*EXERCISE:* With nothing left out, repeat every entry exactly.

---- RECORDS SUPPLIED

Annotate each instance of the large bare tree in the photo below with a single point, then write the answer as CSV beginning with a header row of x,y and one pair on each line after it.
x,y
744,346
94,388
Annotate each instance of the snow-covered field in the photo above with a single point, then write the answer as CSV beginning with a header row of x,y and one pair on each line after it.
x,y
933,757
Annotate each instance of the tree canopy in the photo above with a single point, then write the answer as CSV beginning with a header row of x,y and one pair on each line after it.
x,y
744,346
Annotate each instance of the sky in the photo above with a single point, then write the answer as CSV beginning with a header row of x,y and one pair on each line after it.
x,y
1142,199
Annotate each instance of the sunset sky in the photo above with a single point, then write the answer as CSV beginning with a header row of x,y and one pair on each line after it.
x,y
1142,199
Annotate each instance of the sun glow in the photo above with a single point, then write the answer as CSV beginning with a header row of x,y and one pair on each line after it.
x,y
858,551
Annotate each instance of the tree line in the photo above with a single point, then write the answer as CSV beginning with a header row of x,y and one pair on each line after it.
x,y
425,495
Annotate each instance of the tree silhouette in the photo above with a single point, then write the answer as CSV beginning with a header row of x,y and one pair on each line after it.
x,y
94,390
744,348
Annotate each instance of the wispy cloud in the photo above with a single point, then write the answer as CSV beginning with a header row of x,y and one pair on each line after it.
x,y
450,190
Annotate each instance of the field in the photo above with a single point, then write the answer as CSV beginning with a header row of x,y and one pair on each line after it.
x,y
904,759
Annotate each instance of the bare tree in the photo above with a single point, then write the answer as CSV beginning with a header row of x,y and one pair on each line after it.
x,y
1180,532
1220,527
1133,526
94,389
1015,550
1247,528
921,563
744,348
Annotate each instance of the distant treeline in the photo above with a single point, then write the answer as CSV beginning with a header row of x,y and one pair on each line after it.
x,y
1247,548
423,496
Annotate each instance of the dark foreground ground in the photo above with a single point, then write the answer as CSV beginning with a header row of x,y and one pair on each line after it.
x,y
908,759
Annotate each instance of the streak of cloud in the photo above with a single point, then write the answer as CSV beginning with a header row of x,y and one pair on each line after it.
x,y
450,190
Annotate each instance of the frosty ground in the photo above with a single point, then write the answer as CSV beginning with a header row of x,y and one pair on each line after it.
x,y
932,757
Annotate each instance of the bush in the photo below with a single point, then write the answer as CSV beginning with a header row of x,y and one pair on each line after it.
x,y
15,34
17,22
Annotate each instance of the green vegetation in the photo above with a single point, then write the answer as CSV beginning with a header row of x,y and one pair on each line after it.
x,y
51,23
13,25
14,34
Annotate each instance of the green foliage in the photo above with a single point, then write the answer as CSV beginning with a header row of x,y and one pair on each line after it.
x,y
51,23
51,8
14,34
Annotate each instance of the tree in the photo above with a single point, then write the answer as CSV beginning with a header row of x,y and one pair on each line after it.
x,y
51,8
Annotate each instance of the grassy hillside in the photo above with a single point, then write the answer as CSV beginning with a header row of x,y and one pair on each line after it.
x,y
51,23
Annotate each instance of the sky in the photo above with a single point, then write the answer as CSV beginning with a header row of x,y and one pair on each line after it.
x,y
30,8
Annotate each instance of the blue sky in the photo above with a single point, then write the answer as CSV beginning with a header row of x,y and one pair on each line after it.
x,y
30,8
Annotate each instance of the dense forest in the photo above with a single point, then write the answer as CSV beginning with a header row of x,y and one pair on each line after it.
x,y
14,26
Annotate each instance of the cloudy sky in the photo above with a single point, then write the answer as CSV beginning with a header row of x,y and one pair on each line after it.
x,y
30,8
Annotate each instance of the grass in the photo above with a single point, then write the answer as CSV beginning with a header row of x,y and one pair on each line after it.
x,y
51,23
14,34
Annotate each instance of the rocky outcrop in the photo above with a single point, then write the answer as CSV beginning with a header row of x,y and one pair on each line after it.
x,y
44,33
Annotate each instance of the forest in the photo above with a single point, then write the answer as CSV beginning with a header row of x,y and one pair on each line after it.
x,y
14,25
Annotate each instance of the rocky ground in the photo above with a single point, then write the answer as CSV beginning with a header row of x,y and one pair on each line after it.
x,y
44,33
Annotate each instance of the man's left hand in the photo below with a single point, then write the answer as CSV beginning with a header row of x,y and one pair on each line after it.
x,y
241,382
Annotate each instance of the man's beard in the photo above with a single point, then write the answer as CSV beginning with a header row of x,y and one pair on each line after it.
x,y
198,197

--------

*RESULT:*
Annotate each instance of the large bare tree in the photo below with a single point, then write the answer as CSV beginning with a header row of x,y and one pair on each line after it.
x,y
744,346
94,388
Annotate each instance of the snow-covered field in the photo above with a single point, then write the answer as CSV beginning with a header row of x,y and one pair on each line after it.
x,y
933,757
Annotate each instance of the tree canopy in the photo above with a single point, then write the answer as CSV beginning with a header row of x,y and one pair on each line after it.
x,y
744,346
Annotate each instance of the sky in the photo above with a single point, then write the answer as CSV beginning with a header row of x,y and one pair on each line after it.
x,y
1142,199
Annotate each instance of the sunset sky in the photo above with a single point, then write the answer as CSV beginning with a header row of x,y and one pair on each line after it.
x,y
1142,199
Annotate each instance of the sun glow in the photo above with a single point, then write the answer as CSV beginning with a header row of x,y and one pair on each line after it.
x,y
858,551
Annotate each instance of the tree line in the photo above with a single point, then write the answer as CSV beginning with a header row of x,y and one pair on each line after it.
x,y
425,495
Annotate each instance of the tree silhouette in the photo above with a single point, then write the answer as CSV beginning with a header row of x,y and one pair on each line after it.
x,y
94,390
744,348
Annotate each instance of the wispy cloud in the photo above with a single point, then write the answer as CSV beginning with a header row of x,y and one pair on each line after it.
x,y
450,190
Annotate each instance of the field in the photo above with a single point, then write the answer as CSV beginning with a header row of x,y and one pair on each line after it.
x,y
904,759
Annotate each instance of the bare tree in the photo above with a single point, then write the answer as CSV beginning with a header row of x,y and one pair on each line after it.
x,y
1180,532
1220,527
1133,526
94,389
1015,550
1247,528
921,563
744,348
Annotate each instance of the distant treeline in the photo above with a single point, then write the answer as CSV beginning with a header row of x,y and one pair on each line after it.
x,y
1247,548
423,496
Annotate each instance of the dark foreground ground in the photo above with a single point, then write the answer as CSV beginning with a header row of x,y and one pair on each line after it.
x,y
908,759
Annotate each instance of the streak of cloud in the photo above with a single point, then write the answer as CSV beginning with a header row of x,y and one pair on each line after it.
x,y
450,190
Annotate each instance of the frosty ground in the photo above with a single point, then write the answer as CSV beginning with a header row of x,y and one pair on each line after it.
x,y
932,757
Annotate each instance of the bush in the photo below with a single point, then write the answer as CSV beginning with a header row of x,y and one pair on each line after it.
x,y
15,34
17,22
Annotate each instance of the green vegetation in the photo above with a single point, then write the answer as CSV beginning with a header row of x,y and one pair on each line after it.
x,y
51,23
13,25
14,34
Annotate each instance of the green foliage in the photo above with a single point, then write the answer as CSV beginning with a header row of x,y and one pair on each line after it.
x,y
51,23
51,8
14,34
Annotate each instance of the tree in the photo above with a single point, then write the answer as CSV beginning with a header row of x,y and one pair on each line after it.
x,y
51,8
Annotate each instance of the grassy hillside in the photo above with a single point, then write the answer as CSV beginning with a header row of x,y and one pair on each line after it.
x,y
51,23
Annotate each instance of the sky in the photo above with a single point, then write the answer as CSV beginning with a header row of x,y and one pair on each line after it.
x,y
30,8
Annotate each instance of the blue sky in the photo above with a single point, then write the answer as CSV beginning with a header row of x,y and one pair on each line after it.
x,y
30,8
Annotate each instance of the dense forest in the photo above with a single point, then write the answer as CSV beginning with a header row of x,y and one pair on each line after it.
x,y
14,26
Annotate each instance of the cloudy sky in the photo above with a single point, then write the answer as CSV beginning with a header row of x,y and one pair on each line after it.
x,y
30,8
Annotate each instance of the grass in the photo above with a single point, then write the answer as CSV beginning with a header row of x,y and one pair on each line after it.
x,y
51,23
14,34
Annotate each instance of the rocky outcrop in the photo above with a single point, then write the answer as CSV beginning with a header row of x,y and one pair on each line after it.
x,y
44,33
Annotate each instance of the forest in the photo above with a single point, then write the answer as CSV beginning with a header row of x,y and one pair on each line after it.
x,y
14,25
Annotate each instance of the rocky ground in the photo above with a single point, then write the answer as CSV beginning with a header row of x,y and one pair on each line after it.
x,y
44,33
Annotate each instance of the man's left hand in the photo below with a single point, then write the answer as CSV beginning with a header row of x,y and one pair on each line after it.
x,y
241,382
Annotate each instance of the man's beard in the photo above with a single point, then write the answer as CSV beginning with a header row of x,y and one pair on each line after it.
x,y
198,197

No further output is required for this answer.